Parts of the exercise
**1.** In the abstract on federalism and equal protection, which two Supreme Court opinions, read together, reveal an attempt to reconcile the two constitutional themes?
**2.** Render this sentence from the abstract on federalism and equal protection into Spanish: "This same analysis can be applied to advance causes championed on opposite ends of the political spectrum, such as medical marijuana use and private gun ownership."

Federalism, Due Process, and Equal Protection: Stereoscopic Synergy in Bond and Windsor

Few constitutional themes have galvanized popular political factions—and, consequently, have been perceived to be in natural tension with each other—as much as federalism, on one side, and the substantive due process and equal protection doctrines, on the other. The concepts have assumed these polarized and competing public associations through their practical interactions over the twentieth century, often serving as both the targets and the weapons of charges of judicial activism. However, the Supreme Court’s recent opinions in United States v. Windsor and Bond v. United States, read together, reveal an attempt to reconcile these two seemingly disparate constitutional themes. Specifically, Justice Kennedy’s writings in both cases suggest an ironic conservative salvaging of the fundamental interest strand of the equal protection doctrine. In this modern take on the doctrine that first gained popularity under the more liberal Warren and Burger Courts but attracted little attention since, an individual’s fundamental interest in the rights created by her state within its reserved powers is fused with equal protection concerns to motivate a heightened tier of judicial scrutiny. This Note argues that such “stereoscopic synergy” may serve as a value-free, representation-reinforcing judicial mechanism: It provides a framework by which courts may correct defaults in the political process’s protection of minorities’ interests when federal law discriminately recognizes validly enacted state regulations based on the suspect or quasi-suspect class of the burdened individuals. This same analysis can be applied to advance causes championed on opposite ends of the political spectrum, such as medical marijuana use and private gun ownership. As such, this conservative twist on a historically liberal concept disrupts the popular culture’s perception of federalism and substantive due process-equal protection as necessarily conflicting doctrines.

Dataset
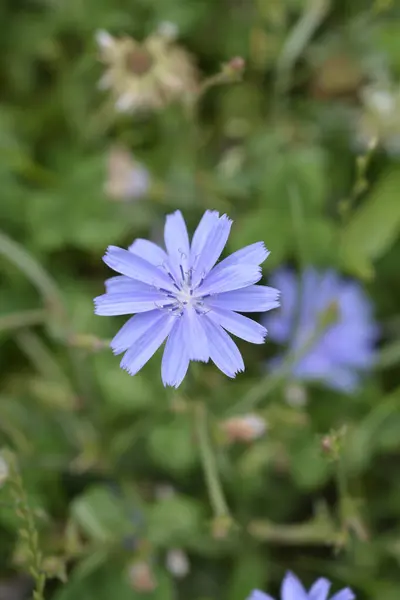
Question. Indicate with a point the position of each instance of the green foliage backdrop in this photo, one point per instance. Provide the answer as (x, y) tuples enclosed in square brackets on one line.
[(297, 155)]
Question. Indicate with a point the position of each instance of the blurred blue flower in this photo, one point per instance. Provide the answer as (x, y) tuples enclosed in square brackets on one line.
[(341, 311), (292, 589), (181, 295)]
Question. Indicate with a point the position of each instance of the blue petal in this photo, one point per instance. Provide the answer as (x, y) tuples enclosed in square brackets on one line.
[(238, 325), (149, 251), (127, 304), (197, 346), (204, 228), (212, 249), (231, 278), (292, 588), (255, 254), (280, 323), (319, 590), (148, 343), (255, 298), (120, 284), (133, 266), (177, 244), (133, 329), (223, 351), (257, 595), (175, 360), (345, 594)]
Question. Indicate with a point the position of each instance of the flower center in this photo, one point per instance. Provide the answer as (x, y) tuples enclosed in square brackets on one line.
[(139, 61)]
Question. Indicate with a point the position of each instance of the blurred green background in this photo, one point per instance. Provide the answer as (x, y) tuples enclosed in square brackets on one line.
[(110, 463)]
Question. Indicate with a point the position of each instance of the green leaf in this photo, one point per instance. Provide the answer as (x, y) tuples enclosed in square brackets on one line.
[(174, 521), (269, 225), (373, 228), (249, 574), (100, 514), (172, 446), (111, 581)]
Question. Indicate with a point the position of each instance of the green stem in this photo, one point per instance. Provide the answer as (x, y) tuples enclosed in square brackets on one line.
[(23, 318), (297, 40), (29, 530), (34, 272), (272, 381), (214, 486)]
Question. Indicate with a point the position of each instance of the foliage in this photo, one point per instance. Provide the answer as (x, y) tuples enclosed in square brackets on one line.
[(113, 467)]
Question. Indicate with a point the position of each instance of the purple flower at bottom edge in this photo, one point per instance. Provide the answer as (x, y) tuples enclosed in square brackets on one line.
[(345, 348), (180, 295), (292, 589)]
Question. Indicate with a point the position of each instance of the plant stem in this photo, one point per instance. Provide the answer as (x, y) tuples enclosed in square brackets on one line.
[(272, 381), (23, 318), (297, 40), (17, 255), (208, 459), (28, 531)]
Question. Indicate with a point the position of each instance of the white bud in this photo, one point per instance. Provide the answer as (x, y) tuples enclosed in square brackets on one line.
[(168, 30), (244, 429), (295, 395), (104, 40), (177, 562)]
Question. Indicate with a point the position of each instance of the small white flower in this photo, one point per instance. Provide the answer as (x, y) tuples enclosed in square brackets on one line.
[(295, 395), (177, 562), (104, 40), (244, 429)]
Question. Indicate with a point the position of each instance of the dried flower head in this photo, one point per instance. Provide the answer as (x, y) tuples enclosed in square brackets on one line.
[(126, 178), (141, 577), (380, 119), (146, 75), (177, 562)]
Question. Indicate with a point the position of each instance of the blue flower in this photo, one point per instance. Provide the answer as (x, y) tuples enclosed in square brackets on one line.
[(181, 295), (292, 589), (345, 348)]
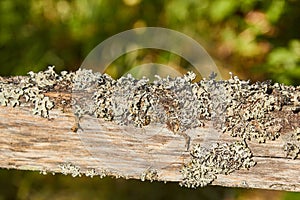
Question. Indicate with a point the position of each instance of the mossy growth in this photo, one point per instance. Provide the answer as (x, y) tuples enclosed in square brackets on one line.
[(236, 107), (206, 164)]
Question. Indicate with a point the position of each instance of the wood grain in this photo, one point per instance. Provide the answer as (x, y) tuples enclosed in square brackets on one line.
[(29, 142)]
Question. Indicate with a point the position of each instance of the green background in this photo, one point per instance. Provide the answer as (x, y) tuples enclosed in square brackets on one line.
[(254, 39)]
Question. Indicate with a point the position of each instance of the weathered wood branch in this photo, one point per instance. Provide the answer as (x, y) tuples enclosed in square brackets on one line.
[(154, 152)]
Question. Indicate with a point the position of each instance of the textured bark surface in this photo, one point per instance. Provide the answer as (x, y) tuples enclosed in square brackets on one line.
[(154, 152)]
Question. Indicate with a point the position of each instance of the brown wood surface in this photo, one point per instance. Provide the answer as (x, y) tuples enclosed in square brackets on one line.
[(29, 142)]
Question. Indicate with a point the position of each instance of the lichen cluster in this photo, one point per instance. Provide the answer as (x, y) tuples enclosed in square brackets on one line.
[(252, 109), (30, 90), (74, 171), (236, 107), (205, 164), (149, 174)]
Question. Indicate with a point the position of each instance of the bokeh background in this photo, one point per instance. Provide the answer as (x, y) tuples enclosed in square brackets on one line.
[(254, 39)]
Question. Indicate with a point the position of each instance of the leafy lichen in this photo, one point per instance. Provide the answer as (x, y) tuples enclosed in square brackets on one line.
[(205, 164)]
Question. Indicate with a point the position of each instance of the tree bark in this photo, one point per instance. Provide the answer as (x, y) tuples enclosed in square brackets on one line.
[(98, 147)]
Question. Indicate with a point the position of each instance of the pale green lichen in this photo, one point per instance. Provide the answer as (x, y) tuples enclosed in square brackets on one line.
[(292, 150), (237, 107), (206, 164), (30, 90), (149, 174), (69, 168)]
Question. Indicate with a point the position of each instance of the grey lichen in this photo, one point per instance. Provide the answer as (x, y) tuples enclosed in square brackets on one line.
[(236, 107), (69, 168), (31, 90), (292, 150), (149, 174), (206, 164)]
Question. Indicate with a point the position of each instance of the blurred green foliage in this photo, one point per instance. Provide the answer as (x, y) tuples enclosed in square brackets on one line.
[(255, 39)]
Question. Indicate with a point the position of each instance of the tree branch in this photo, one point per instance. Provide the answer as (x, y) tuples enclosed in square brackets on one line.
[(156, 150)]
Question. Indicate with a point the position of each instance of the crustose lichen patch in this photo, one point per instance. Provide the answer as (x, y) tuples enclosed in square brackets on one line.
[(247, 111)]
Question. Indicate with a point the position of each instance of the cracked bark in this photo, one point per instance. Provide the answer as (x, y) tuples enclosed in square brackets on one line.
[(29, 142)]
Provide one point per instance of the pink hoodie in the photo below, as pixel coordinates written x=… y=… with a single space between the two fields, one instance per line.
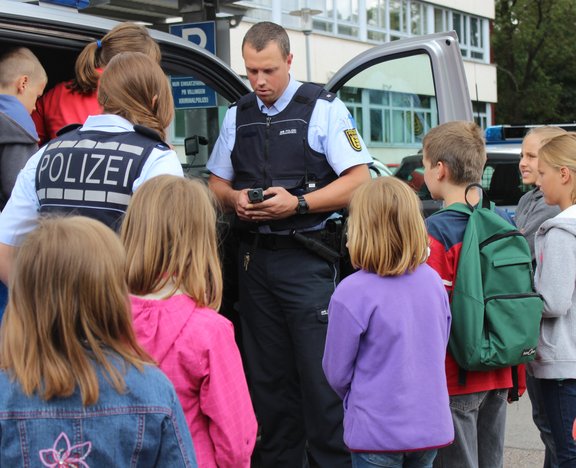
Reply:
x=195 y=348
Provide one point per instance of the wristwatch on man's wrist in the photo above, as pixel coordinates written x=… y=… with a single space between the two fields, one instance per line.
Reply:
x=302 y=207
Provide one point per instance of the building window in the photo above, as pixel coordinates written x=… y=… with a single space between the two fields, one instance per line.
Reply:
x=388 y=118
x=386 y=20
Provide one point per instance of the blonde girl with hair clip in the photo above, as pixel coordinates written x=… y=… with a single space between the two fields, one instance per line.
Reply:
x=388 y=328
x=174 y=275
x=554 y=368
x=531 y=212
x=73 y=101
x=94 y=169
x=76 y=389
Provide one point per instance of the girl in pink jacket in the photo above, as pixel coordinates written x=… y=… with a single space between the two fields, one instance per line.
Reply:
x=174 y=275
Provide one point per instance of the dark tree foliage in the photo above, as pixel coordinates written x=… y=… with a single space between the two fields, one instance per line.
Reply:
x=534 y=48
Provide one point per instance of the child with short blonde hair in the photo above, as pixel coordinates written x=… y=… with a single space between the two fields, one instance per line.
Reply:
x=454 y=155
x=554 y=368
x=387 y=334
x=174 y=275
x=76 y=389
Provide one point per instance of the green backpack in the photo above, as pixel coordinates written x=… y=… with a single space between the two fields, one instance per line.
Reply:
x=496 y=312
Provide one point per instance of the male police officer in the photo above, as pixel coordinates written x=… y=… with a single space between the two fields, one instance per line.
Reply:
x=299 y=143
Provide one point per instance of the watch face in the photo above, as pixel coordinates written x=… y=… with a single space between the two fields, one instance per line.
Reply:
x=302 y=205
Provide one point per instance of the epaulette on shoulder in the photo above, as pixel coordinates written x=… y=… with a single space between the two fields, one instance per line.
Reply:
x=150 y=133
x=327 y=95
x=68 y=128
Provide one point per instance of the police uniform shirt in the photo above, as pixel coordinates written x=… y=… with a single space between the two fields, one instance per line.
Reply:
x=21 y=213
x=331 y=131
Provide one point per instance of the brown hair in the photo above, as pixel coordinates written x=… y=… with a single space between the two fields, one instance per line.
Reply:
x=19 y=61
x=261 y=34
x=68 y=311
x=134 y=86
x=169 y=233
x=560 y=151
x=126 y=37
x=386 y=231
x=460 y=146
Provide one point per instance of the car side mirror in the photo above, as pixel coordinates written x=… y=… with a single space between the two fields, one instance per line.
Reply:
x=192 y=144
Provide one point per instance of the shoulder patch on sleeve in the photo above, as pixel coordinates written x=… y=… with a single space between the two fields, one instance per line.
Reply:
x=327 y=95
x=353 y=139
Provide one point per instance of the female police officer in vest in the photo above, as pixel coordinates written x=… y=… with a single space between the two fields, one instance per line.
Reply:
x=298 y=142
x=93 y=170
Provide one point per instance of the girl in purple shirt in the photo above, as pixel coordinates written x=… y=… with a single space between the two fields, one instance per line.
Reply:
x=388 y=330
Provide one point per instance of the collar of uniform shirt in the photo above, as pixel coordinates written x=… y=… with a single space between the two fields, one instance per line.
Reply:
x=108 y=123
x=282 y=101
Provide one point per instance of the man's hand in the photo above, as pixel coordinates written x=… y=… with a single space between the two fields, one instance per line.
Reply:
x=279 y=205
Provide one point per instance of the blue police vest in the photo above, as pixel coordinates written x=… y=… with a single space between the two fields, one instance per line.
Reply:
x=273 y=151
x=91 y=173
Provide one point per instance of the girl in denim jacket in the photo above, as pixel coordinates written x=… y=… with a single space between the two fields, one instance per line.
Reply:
x=175 y=277
x=75 y=387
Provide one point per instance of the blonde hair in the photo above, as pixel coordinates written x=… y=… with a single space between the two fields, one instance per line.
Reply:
x=545 y=132
x=126 y=37
x=560 y=151
x=169 y=233
x=68 y=311
x=386 y=231
x=133 y=86
x=17 y=62
x=460 y=146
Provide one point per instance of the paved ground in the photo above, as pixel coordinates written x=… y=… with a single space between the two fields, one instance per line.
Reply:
x=523 y=447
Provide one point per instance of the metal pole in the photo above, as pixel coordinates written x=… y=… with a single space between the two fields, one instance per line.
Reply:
x=308 y=65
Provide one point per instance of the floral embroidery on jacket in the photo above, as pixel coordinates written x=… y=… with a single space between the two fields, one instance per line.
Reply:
x=63 y=455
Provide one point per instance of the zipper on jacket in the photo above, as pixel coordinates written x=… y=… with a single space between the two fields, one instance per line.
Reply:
x=266 y=148
x=512 y=296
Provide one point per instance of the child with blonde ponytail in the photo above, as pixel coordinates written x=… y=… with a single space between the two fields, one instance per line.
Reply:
x=174 y=276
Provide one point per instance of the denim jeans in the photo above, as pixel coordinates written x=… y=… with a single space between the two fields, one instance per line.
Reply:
x=541 y=420
x=419 y=459
x=559 y=397
x=479 y=427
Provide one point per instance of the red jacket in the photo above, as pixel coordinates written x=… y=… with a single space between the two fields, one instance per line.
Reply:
x=60 y=107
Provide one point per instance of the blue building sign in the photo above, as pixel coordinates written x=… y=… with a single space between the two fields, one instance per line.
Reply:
x=187 y=91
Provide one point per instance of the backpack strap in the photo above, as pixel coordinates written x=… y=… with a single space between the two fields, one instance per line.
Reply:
x=513 y=393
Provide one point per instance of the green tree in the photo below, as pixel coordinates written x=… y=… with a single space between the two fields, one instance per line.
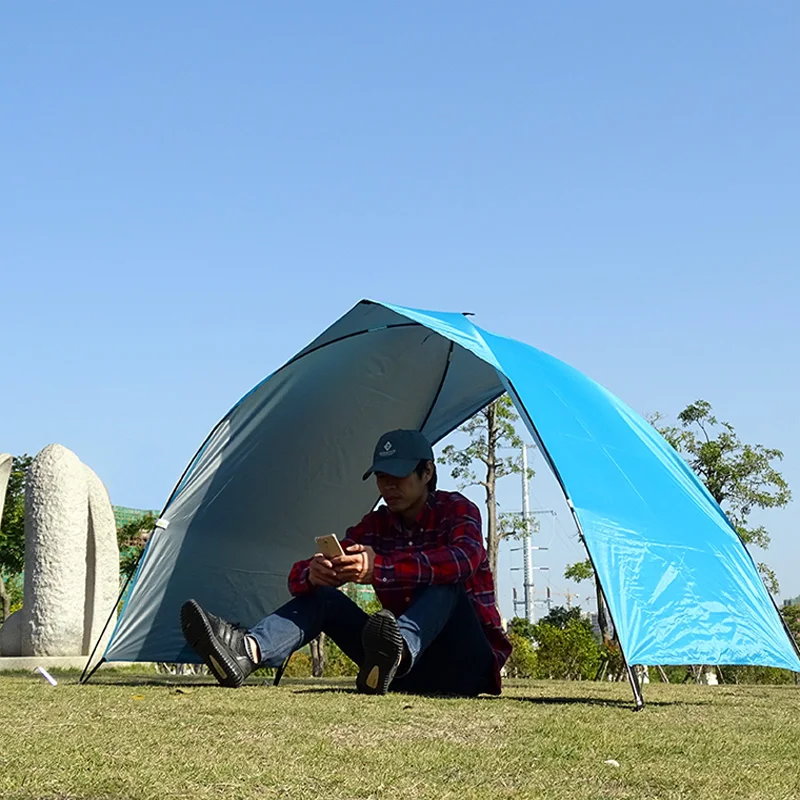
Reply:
x=791 y=615
x=740 y=477
x=560 y=617
x=568 y=653
x=12 y=527
x=491 y=430
x=132 y=538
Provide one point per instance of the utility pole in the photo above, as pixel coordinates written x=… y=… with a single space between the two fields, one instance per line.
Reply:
x=528 y=547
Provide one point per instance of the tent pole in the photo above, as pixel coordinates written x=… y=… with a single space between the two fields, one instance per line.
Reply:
x=84 y=677
x=637 y=691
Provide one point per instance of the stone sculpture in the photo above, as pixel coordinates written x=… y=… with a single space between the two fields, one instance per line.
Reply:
x=71 y=560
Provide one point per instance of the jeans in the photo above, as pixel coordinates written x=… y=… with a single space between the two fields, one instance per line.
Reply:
x=449 y=652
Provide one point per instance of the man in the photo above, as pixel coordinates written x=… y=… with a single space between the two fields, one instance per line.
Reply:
x=439 y=630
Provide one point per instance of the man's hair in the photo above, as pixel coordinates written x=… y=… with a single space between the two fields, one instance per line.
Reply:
x=420 y=470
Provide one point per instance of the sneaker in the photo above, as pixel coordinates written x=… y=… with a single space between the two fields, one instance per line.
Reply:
x=220 y=644
x=383 y=651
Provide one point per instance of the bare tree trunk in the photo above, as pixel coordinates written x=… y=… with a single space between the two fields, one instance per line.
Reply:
x=492 y=539
x=317 y=647
x=6 y=600
x=602 y=614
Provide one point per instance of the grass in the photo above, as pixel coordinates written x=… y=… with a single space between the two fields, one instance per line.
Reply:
x=140 y=737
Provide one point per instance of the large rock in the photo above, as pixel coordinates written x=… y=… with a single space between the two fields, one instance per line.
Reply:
x=71 y=560
x=56 y=536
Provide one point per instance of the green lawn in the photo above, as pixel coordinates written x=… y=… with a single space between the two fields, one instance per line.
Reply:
x=136 y=736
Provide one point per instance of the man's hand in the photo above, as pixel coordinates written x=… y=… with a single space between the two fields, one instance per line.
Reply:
x=322 y=573
x=356 y=566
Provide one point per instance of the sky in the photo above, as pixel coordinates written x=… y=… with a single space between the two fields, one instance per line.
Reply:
x=191 y=192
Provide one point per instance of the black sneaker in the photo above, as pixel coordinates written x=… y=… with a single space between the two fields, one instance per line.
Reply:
x=218 y=643
x=383 y=651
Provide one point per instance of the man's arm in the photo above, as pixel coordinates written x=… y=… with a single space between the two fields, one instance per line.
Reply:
x=305 y=575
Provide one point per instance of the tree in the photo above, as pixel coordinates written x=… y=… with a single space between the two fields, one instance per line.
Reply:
x=12 y=526
x=559 y=617
x=522 y=663
x=740 y=477
x=570 y=652
x=490 y=430
x=791 y=615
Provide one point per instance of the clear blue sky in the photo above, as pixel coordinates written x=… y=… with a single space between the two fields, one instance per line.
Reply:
x=192 y=193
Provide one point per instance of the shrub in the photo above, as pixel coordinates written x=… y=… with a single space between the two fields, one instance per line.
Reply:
x=570 y=653
x=522 y=661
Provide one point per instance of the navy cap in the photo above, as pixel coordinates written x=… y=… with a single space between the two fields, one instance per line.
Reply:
x=398 y=453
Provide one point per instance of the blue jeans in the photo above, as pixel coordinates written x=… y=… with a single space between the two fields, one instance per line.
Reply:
x=449 y=652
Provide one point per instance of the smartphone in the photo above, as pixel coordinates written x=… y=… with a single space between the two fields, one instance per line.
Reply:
x=329 y=546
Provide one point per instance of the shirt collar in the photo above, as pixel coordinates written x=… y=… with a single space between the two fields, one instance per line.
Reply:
x=424 y=520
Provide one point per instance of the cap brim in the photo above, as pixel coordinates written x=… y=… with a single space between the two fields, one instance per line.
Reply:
x=397 y=467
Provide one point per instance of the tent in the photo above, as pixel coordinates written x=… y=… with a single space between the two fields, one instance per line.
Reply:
x=285 y=464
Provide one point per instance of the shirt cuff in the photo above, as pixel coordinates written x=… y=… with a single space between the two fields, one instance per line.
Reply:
x=382 y=571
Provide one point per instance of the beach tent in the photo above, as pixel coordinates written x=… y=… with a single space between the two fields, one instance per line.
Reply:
x=285 y=465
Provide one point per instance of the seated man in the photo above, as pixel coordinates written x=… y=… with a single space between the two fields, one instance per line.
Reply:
x=439 y=630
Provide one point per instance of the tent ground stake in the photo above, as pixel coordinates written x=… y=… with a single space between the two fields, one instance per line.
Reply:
x=637 y=689
x=84 y=679
x=279 y=673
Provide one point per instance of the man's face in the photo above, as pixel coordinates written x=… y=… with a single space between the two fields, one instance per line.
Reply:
x=403 y=494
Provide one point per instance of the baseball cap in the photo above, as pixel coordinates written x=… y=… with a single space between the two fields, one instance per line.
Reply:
x=398 y=452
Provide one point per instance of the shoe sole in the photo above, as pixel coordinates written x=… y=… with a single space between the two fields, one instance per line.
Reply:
x=383 y=649
x=199 y=635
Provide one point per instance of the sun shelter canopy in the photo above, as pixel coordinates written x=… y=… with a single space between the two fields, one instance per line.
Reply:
x=285 y=465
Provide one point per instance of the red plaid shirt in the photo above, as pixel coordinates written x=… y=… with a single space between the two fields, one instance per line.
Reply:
x=444 y=545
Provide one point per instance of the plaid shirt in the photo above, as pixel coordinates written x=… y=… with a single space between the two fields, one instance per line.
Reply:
x=444 y=545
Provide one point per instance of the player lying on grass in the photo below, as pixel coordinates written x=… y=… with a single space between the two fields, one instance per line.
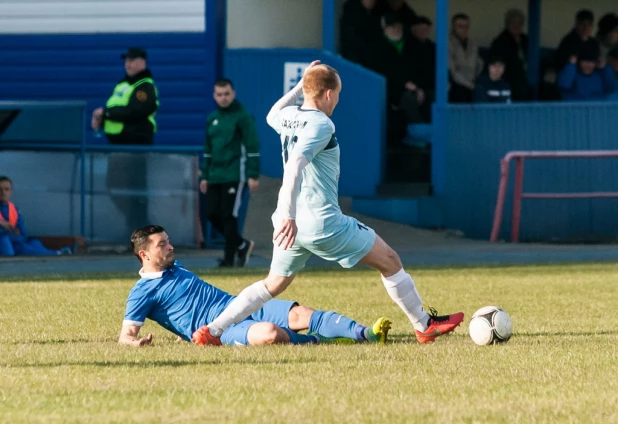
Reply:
x=308 y=220
x=180 y=302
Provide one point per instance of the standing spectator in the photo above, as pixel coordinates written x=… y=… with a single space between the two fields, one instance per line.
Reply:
x=423 y=63
x=492 y=88
x=231 y=163
x=128 y=118
x=587 y=77
x=14 y=238
x=512 y=46
x=390 y=57
x=607 y=34
x=612 y=61
x=360 y=27
x=404 y=13
x=569 y=46
x=465 y=65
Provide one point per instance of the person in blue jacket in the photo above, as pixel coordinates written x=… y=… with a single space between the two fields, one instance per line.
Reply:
x=14 y=238
x=587 y=77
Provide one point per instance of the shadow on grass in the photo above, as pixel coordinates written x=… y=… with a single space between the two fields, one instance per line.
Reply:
x=166 y=363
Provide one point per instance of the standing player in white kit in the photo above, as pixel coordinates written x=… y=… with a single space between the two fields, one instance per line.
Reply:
x=308 y=219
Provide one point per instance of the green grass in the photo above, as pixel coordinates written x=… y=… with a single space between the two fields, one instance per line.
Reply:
x=59 y=361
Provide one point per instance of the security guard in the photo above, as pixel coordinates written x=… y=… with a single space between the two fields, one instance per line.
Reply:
x=129 y=114
x=128 y=118
x=231 y=166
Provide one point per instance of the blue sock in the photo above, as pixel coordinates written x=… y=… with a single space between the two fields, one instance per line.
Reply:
x=332 y=324
x=296 y=338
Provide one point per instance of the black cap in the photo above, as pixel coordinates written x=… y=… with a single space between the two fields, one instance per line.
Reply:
x=391 y=19
x=134 y=53
x=588 y=51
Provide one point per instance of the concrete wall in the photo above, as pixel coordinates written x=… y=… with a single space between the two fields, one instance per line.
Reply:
x=94 y=16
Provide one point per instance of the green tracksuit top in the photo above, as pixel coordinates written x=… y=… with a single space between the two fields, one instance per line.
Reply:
x=232 y=148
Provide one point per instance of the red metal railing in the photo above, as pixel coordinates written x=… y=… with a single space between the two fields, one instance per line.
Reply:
x=518 y=193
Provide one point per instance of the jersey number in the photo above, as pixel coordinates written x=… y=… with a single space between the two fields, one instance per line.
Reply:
x=286 y=142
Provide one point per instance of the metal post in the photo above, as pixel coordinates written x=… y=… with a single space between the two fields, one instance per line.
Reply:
x=517 y=192
x=504 y=179
x=534 y=44
x=82 y=200
x=438 y=145
x=328 y=25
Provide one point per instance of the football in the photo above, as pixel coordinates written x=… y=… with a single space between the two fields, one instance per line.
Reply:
x=490 y=325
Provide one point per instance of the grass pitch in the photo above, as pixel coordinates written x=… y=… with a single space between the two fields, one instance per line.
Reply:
x=59 y=361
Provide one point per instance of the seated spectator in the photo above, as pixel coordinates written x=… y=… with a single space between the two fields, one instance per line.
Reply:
x=569 y=46
x=14 y=239
x=587 y=77
x=492 y=88
x=607 y=34
x=465 y=65
x=512 y=46
x=404 y=13
x=390 y=57
x=360 y=27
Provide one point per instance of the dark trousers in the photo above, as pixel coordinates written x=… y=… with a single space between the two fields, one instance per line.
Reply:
x=459 y=94
x=127 y=179
x=223 y=203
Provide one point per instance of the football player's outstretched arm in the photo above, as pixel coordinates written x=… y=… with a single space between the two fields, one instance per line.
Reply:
x=128 y=336
x=285 y=233
x=288 y=99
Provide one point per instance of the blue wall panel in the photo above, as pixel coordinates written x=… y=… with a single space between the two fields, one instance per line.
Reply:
x=359 y=118
x=87 y=66
x=479 y=135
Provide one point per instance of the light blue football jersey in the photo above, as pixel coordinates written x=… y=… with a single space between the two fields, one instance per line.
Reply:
x=312 y=133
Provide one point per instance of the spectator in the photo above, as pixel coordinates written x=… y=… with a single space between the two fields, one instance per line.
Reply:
x=612 y=61
x=404 y=13
x=607 y=34
x=390 y=56
x=231 y=162
x=492 y=88
x=129 y=119
x=587 y=77
x=512 y=46
x=423 y=63
x=465 y=65
x=571 y=42
x=14 y=238
x=360 y=27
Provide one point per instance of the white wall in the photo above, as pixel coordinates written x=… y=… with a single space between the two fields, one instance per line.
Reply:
x=298 y=23
x=274 y=23
x=108 y=16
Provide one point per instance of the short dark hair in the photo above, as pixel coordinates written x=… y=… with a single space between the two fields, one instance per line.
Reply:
x=584 y=15
x=139 y=238
x=458 y=16
x=224 y=82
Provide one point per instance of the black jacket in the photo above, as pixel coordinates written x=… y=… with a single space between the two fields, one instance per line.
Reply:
x=383 y=58
x=143 y=103
x=488 y=91
x=506 y=47
x=359 y=29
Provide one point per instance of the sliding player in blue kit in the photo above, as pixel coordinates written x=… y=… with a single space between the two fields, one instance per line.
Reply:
x=308 y=220
x=180 y=302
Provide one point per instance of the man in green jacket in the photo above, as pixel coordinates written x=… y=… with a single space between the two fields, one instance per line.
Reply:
x=128 y=118
x=231 y=166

Answers to the problems
**1.** United States v. Windsor and Bond v. United States.

**2.** Este mismo análisis puede aplicarse para impulsar causas defendidas en extremos opuestos del espectro político, como el uso de la marihuana medicinal y la posesión privada de armas.